▶ Data for this exercise:

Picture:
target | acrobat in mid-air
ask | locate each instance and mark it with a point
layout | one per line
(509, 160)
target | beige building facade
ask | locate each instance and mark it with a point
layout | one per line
---
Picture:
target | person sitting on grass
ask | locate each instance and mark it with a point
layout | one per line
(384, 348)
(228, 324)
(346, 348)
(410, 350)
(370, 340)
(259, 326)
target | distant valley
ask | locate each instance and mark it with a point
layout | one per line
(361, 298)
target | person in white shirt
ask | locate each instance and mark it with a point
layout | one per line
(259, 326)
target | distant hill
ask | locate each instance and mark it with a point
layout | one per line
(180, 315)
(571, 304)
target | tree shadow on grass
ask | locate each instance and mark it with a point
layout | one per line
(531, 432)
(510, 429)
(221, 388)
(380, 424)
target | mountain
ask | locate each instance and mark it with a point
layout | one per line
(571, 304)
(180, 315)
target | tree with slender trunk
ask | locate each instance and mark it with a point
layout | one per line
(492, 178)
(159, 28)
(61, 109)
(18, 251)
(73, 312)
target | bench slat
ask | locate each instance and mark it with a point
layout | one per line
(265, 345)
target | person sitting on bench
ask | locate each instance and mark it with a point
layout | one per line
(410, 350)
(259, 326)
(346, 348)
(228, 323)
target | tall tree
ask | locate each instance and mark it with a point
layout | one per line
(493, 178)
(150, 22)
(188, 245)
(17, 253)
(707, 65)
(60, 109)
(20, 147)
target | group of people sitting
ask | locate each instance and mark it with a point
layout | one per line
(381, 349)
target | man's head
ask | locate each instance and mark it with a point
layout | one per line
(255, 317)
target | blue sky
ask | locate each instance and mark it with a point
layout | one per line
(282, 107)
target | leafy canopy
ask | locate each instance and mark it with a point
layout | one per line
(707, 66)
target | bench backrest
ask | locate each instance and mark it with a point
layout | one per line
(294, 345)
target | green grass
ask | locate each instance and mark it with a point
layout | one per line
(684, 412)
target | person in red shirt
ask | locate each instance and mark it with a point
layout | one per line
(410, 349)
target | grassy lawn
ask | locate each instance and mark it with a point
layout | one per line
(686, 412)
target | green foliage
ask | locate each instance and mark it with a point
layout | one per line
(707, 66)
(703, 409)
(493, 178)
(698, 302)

▶ Task prompt:
Select every line in the records above that contains the word "shirt", copying each one in full.

▶ Task result:
target | person in white shirt
target | person in red shirt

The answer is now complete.